Crónica

Frásfurs y el Camp Nou

Recuerdo en los noventa una tarde partit en el Niu Cang. Fui a pillarme un bocata antes de la media parte pa no encontrar a todo el mogollón. No había nadie ,era una paradita mega cutre con un mostrador de chapa pegajosa con logo de Estrella Meada, la plancha, y una nevera. Cajas de birras y cocacolas y la chupa de polipiel del mozo encima. El tipo que atendia era un ex (o no ex) yonki cuarentón con pinta de beber mucho. Flacucho, ojos vidriosos, voz de cazalla, lenguaje barriobajero, brazos marcados y pelo llardoso. Ni delantal, ni na. Camiseta negra, tejanos pitillos elasticos i calzado deportivo ennegrecido de grasas, salpiques de meado y roña de ciudad. La parada no tenia laterales, podias entrar como en tu casa. Cutréz máxima.

Al mirar la plancha se me hizo la boca agua…lleno de butifarras friendose, otras a un lado ya hechas. Feia goig la veritat. Pos le pido uno de butifarra. El pavo pilla las pinzas y cuando parecia que me iba a dar una de esas tan apetitosas de la plancha, se agacha y me saca una butifarra de debajo del mostrador!, pilla el pan con sus asquerosas zarpas y me inserta una butifarra sin brillo alguno, medio muerta, triste.

Registros de datos recopilados:
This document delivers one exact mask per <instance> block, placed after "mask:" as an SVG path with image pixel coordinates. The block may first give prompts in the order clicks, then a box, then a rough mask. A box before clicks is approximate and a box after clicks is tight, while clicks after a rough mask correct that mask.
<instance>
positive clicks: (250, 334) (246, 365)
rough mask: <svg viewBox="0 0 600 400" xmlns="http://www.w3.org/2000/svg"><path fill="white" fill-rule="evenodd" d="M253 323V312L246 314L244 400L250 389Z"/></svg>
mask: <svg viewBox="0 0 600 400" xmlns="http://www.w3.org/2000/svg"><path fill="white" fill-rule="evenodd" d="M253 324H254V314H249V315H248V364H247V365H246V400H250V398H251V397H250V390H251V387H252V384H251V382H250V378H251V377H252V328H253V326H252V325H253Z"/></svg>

Completa lo siguiente:
A. En la crónica sobre el bocadillo en el Camp Nou, ¿de dónde sacó el que atendía la butifarra que puso en el pan?
B. Reanuda la crónica sobre el bocadillo en el Camp Nou a partir de la última frase que aparece.

Respuestas por tarea:
A. De debajo del mostrador.

B.
Yo era un puber moñas total y le digo con voz entrecortada y acento muy catalufo. “Perdone, no me pone una de estas? (señalando las de la plancha) “- es que estas ya estaban hechas, me responde. Nada más dijo el tipo.

No me atreví a replicarle, me llevé el bocata con 1 servilleta de esas pequeñas muy finas que necesitas 50 para ir bien. por supuesto la butifarra estaba fria como los pies de tu mujer, poco hecha y mega-salada. Un asco!
Empecé a a morderla con asquito pero acabé de comerla con las ganas de un zombi. En mis adentros, la disfruté. Me limpié con un pañuelo de bolsillo pa los mocos que siempre llevo. Bebida no pedí pq no me alcanzaba el presupuesto.

Nunca más. O me traia el bocata o lo pillaba en algún gallego.